▶ _What to do_: Reproduce verbatim the stretch of the items below that runs from the line containing "Mark every instance of the rear tire" through the end of the items.

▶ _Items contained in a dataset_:
## begin

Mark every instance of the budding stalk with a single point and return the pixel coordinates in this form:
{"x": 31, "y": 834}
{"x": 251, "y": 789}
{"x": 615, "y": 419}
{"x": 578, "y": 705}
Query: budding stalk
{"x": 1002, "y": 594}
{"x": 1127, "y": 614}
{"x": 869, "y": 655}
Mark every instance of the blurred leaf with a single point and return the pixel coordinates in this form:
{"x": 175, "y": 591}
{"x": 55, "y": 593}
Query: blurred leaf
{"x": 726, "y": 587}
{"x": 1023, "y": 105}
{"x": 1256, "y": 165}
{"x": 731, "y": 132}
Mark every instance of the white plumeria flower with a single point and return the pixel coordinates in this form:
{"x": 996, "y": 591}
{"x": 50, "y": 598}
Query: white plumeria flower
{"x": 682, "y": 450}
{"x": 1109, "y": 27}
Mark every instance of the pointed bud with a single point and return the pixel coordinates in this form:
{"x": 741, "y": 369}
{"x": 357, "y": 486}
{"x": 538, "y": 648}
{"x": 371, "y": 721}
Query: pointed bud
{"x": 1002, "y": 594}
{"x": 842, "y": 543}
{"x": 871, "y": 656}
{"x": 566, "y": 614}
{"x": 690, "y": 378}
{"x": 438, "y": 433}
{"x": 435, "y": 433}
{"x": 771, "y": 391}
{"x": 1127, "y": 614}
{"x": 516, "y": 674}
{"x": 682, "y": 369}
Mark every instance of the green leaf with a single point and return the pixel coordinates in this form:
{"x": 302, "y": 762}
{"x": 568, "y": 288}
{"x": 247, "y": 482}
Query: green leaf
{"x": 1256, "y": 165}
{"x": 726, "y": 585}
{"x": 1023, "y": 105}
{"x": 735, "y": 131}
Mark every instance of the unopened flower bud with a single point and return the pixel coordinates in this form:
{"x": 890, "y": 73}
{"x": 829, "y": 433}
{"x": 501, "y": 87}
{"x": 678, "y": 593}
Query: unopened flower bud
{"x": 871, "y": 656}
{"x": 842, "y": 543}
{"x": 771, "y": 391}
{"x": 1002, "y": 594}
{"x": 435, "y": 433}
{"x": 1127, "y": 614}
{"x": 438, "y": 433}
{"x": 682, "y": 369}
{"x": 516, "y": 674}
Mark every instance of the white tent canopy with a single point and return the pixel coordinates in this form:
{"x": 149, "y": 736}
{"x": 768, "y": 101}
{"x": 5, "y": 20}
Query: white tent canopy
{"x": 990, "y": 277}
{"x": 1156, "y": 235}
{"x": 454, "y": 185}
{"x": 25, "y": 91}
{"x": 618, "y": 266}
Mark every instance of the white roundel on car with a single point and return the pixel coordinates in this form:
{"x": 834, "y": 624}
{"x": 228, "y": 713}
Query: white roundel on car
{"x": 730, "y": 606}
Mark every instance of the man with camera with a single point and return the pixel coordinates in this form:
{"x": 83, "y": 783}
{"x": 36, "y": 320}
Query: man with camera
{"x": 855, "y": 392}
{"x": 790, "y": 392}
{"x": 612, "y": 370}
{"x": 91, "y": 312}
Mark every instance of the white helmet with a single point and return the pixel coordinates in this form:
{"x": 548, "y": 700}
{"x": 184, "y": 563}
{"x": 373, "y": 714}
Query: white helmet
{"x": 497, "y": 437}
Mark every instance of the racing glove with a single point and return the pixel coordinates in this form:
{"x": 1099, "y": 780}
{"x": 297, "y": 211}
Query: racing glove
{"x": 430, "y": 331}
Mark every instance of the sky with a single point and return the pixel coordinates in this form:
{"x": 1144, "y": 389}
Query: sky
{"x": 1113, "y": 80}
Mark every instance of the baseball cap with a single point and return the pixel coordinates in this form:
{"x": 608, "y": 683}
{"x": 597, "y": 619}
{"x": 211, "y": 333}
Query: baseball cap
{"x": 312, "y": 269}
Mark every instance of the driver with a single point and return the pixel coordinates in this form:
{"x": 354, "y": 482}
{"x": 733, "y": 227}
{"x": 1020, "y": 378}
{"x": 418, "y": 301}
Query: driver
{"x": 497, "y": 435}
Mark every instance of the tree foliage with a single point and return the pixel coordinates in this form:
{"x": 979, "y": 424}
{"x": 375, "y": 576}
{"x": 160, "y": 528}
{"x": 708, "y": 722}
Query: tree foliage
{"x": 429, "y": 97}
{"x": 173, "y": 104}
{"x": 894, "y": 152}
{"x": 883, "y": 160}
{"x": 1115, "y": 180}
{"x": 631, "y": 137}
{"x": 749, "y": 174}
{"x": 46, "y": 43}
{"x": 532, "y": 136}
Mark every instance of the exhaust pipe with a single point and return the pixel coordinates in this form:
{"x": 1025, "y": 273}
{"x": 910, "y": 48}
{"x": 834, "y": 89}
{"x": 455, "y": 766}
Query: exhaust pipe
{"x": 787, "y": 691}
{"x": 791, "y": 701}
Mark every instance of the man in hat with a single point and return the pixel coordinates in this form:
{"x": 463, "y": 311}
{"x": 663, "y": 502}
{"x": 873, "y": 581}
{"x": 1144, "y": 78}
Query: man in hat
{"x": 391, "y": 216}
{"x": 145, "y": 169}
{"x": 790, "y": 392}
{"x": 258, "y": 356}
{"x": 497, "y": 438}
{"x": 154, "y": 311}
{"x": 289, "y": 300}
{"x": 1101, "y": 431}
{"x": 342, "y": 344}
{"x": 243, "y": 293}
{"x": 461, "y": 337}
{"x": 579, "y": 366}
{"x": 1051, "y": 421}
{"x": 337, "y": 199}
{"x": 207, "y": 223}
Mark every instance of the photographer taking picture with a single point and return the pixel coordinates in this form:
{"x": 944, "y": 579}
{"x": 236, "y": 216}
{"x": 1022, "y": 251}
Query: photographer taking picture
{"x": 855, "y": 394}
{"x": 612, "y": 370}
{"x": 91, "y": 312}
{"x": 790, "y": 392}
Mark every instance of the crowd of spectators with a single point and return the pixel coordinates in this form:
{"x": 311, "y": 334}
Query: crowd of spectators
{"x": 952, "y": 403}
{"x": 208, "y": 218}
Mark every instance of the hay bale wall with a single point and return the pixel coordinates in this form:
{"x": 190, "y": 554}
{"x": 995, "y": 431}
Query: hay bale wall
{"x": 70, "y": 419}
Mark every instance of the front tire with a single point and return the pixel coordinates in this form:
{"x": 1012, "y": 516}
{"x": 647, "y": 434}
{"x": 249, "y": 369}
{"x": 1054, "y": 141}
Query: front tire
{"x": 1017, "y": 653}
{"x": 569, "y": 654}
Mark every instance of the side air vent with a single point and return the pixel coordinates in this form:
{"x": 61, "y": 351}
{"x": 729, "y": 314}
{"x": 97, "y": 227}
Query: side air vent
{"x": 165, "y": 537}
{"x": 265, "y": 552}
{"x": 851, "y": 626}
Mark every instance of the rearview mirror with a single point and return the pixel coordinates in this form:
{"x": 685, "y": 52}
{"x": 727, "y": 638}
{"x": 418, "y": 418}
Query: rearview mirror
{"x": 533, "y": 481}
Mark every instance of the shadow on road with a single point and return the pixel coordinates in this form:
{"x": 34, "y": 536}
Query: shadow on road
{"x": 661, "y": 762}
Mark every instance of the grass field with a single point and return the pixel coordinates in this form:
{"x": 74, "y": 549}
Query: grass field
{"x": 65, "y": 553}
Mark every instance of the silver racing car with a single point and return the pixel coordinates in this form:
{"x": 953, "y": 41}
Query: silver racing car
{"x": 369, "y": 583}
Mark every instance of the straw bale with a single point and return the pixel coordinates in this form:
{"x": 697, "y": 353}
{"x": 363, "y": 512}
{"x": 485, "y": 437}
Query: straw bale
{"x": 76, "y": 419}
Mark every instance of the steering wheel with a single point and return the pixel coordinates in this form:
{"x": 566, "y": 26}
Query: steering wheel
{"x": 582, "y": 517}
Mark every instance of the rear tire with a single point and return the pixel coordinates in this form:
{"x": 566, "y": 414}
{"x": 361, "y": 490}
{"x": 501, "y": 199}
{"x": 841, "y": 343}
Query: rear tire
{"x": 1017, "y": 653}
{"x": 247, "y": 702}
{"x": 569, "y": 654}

## end

▶ _Answer below_:
Mark every instance of the rear tire with a single point and return the pixel coordinates in this form:
{"x": 566, "y": 414}
{"x": 361, "y": 490}
{"x": 501, "y": 199}
{"x": 841, "y": 343}
Query: rear tire
{"x": 1017, "y": 653}
{"x": 247, "y": 702}
{"x": 569, "y": 654}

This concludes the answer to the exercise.